═════ INFORMATION ═════
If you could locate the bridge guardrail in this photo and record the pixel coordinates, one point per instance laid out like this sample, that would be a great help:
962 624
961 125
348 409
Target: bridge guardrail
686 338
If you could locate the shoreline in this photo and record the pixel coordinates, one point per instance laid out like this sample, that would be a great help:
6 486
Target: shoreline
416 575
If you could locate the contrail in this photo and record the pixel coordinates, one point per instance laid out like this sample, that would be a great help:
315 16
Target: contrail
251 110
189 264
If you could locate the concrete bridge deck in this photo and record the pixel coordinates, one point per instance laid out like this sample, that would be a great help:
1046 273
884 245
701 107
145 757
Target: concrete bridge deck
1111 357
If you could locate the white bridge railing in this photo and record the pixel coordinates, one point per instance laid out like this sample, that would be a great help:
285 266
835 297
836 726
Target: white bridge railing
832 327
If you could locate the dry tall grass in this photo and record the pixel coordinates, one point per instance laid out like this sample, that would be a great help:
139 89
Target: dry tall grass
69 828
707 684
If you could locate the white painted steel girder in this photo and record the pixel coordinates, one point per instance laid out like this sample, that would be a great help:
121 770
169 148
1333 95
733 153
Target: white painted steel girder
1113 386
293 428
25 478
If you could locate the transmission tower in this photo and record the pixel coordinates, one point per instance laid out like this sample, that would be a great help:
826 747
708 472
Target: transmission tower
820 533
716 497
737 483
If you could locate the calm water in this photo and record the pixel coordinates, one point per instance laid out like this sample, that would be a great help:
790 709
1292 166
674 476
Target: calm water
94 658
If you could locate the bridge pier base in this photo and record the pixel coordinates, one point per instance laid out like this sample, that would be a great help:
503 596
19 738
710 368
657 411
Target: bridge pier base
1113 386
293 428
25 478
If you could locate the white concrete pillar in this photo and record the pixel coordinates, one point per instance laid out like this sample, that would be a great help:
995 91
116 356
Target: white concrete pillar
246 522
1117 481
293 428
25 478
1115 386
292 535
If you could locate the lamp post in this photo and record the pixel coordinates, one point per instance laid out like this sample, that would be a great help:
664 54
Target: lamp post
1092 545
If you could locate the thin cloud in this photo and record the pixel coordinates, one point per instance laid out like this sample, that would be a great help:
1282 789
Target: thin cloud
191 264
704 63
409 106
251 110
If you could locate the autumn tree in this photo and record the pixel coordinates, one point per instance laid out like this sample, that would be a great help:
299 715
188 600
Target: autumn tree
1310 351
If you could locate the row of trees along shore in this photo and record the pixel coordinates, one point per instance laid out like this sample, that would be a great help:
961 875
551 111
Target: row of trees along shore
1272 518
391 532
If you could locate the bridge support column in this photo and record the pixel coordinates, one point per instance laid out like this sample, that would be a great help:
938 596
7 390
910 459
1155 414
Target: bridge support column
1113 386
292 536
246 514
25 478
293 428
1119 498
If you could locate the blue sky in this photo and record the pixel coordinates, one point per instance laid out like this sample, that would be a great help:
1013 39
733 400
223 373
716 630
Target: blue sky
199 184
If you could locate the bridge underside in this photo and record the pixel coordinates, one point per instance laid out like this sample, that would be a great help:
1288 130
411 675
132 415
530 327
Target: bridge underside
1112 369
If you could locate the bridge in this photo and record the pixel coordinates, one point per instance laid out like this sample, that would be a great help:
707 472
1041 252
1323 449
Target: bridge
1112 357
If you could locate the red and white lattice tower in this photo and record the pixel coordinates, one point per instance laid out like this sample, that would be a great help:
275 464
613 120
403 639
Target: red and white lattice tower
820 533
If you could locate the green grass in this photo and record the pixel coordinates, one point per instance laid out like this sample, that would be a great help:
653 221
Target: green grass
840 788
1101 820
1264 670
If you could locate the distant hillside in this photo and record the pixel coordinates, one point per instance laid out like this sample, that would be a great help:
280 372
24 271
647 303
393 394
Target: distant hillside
═════
Repeat every line of the material exactly.

**TASK SOLUTION:**
If you could locate the bridge guardrail in this photo and record the pixel coordinates, one point per instance laid out like this sample, that would be a great help:
962 624
961 125
348 409
Target: bridge guardrail
686 338
If you could locate the shoreline in this photo and record the pixel coordinates, one point per instance laid out like this sample, that would be a great help:
6 486
Target: shoreline
416 575
If you could locate the contrail in this photo and record the pixel coordinates, one point per instance laid out like this sample, that would be a great help:
315 16
Target: contrail
251 110
189 264
If you could locate the concrete bridge deck in this photo and record the pixel coordinates, one point per instance laid out like this sample, that would be a great help:
1046 273
884 245
701 107
145 757
Target: concrete bridge deck
1111 357
If you could locate the white bridge railing in this photo and record the pixel coordinates, one point per instance laid out like this sample, that would be a great help:
285 266
835 297
836 726
Target: white bridge railing
832 327
If you could locate the dry tall grass in this photo and record the pixel coordinates, one point per instance laid out like this sample, that would be a great help:
139 89
Target: dry tall grass
69 828
707 684
If you could locate the white painted steel girder in this photo and record the pixel coordinates, one point per instance laid out like this sample, that would be a great help:
121 770
169 148
1333 95
733 153
Target: white painted steel girder
1113 386
293 428
25 478
If you could locate the transmission tower in this photo and record the pixel coordinates, one point per instance laid out like this sample, that would be a great help:
826 747
708 472
Target: transmission tower
820 533
716 497
737 483
If you could locate the calm water in this photo and record the pixel coordinates, one point per instance laid out like this sample, that would be a great help:
790 709
1292 166
674 476
Target: calm water
94 658
If you could locate the bridge pier base in this photo and record the pixel coordinates, one point per instance laid out like this sample, that would be a great help:
503 596
19 738
710 368
657 411
Target: bridge pier base
1113 386
293 428
25 478
If you could locate the white concrete pillar in this photo and record the pixel coordinates, one point per instance laid out like this sample, that would be a great help:
995 91
116 356
Target: white concrete pillar
246 522
1117 481
293 428
25 478
1115 386
292 535
If you could locate the lamp post in this photo and record the pixel coordinates, one point per instance laid out like this sample, that would be a great help:
664 54
Target: lamp post
1092 545
If you could locate the thin cloud in this photo and record the pixel coordinates, one point per instance laid out like this sample, that would be a great help:
1282 789
Target: thin cloud
191 264
704 63
409 106
251 110
If you could locate the autumn tree in this photo and record the pixel coordinates, one point per instance laid out like this sample, that would be a great help:
299 715
188 600
Target: autumn tree
1310 351
If you could locate the row of trees along shore in this photo and record the pixel coordinates, one point per instance laid out like this sample, that would be a great help:
961 875
551 111
Target: row of trees along shore
1272 518
391 532
If you could locate the bridge support column in this photo and record the pixel coordinates, one point per instance laid out like this sample, that would be a great help:
938 596
7 390
910 459
1155 414
Target: bridge support column
1113 386
292 536
246 514
25 478
293 428
1119 498
If you could locate the blue sky in this photo and record the pixel coordinates, one point per instance laid out like this sample, that would be a great help:
1013 39
733 400
223 373
716 630
Target: blue sky
199 184
If you could locate the bridge underside in this photo and record the pixel coordinates, one point per instance laid out like this sample, that would be a great help:
1288 130
411 675
132 415
530 327
Target: bridge underside
1112 369
If you could locate the bridge in this photo and record the pixel coordinates, one point per instance laid out like this sample, that would be a great help:
707 472
1041 252
1323 449
Target: bridge
1112 357
If you could locate the red and white lattice tower in this photo and record the pixel coordinates, one point per instance laid out like this sample, that would be a great help:
275 464
613 120
403 639
Target: red and white lattice tower
820 533
If you could locate the green grass in this photo and record the pixel coordinates, one point per instance laid out like this sample, that would be a great help:
653 221
Target: green grass
840 788
1101 820
1264 670
If you could locate the distant hillside in this photo and record the pixel coordinates, one point per instance laid out like this sample, that would be a great help:
280 372
24 271
647 303
393 394
Target: distant hillside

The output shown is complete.